List every line in the entries below that contains the word "surface", copying each line in full.

**** Records supplied ****

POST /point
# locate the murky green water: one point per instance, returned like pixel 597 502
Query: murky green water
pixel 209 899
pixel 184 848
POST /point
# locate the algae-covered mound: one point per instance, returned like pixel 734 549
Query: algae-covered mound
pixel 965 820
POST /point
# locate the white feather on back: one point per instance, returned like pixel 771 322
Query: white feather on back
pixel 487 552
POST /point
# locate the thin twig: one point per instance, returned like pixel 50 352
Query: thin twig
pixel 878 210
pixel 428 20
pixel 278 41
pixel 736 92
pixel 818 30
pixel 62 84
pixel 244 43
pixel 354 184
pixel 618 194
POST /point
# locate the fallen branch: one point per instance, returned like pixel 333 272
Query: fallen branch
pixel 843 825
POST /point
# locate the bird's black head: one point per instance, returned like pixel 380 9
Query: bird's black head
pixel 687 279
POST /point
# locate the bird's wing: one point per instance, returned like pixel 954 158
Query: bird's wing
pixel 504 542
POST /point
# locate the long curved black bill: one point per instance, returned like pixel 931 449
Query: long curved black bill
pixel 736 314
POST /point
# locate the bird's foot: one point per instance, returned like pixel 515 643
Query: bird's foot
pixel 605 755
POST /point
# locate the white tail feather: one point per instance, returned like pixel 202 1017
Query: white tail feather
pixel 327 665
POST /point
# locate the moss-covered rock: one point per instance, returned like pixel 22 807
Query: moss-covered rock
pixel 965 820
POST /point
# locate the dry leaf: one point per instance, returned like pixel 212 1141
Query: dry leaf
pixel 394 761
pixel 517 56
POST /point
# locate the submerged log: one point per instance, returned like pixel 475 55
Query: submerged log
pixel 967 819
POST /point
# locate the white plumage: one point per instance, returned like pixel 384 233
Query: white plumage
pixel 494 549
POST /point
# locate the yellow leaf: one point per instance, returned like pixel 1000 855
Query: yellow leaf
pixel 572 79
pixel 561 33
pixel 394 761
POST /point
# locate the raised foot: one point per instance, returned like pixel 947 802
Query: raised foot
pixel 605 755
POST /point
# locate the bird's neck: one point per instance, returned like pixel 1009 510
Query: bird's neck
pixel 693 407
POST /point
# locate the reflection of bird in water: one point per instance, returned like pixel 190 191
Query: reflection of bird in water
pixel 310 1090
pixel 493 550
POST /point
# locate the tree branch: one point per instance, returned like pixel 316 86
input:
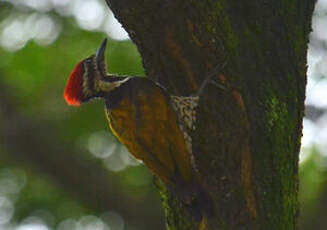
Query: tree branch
pixel 247 139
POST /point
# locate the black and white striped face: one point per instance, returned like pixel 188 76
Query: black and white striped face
pixel 88 79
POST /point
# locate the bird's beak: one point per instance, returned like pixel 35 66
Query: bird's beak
pixel 100 57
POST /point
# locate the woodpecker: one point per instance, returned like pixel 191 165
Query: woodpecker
pixel 153 125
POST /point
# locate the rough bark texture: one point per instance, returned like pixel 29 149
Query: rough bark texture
pixel 24 143
pixel 247 137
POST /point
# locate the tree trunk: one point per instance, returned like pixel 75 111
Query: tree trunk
pixel 247 138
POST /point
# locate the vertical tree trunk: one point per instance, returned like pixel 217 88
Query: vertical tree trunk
pixel 247 137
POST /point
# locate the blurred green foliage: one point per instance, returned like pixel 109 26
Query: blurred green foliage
pixel 35 76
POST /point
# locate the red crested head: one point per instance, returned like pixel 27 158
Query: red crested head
pixel 74 88
pixel 86 81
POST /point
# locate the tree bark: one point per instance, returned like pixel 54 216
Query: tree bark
pixel 247 138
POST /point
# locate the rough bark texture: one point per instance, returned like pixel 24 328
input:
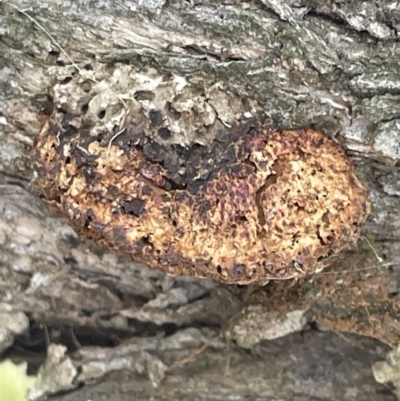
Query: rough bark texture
pixel 209 68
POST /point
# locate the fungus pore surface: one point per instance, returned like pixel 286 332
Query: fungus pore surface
pixel 282 204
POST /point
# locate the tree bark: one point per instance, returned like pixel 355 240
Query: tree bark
pixel 332 66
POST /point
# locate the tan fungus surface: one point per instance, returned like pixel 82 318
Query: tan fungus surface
pixel 289 202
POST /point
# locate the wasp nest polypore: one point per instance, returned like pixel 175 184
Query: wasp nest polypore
pixel 284 203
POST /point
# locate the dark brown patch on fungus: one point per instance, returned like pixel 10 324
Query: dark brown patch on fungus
pixel 283 203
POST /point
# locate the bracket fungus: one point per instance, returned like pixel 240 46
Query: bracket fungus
pixel 280 207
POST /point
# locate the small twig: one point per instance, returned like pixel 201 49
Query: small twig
pixel 373 249
pixel 190 357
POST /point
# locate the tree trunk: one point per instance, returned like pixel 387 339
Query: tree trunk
pixel 135 331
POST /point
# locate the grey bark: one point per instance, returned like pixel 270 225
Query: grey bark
pixel 330 65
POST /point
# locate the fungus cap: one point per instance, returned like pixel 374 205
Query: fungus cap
pixel 285 203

****

**Problem solution:**
# locate the fungus pore surface: one point per instance, returned like pixel 286 332
Query: fungus pore surface
# locate the tan fungus surface: one point per instance, returned like pixel 82 318
Query: tan fungus surface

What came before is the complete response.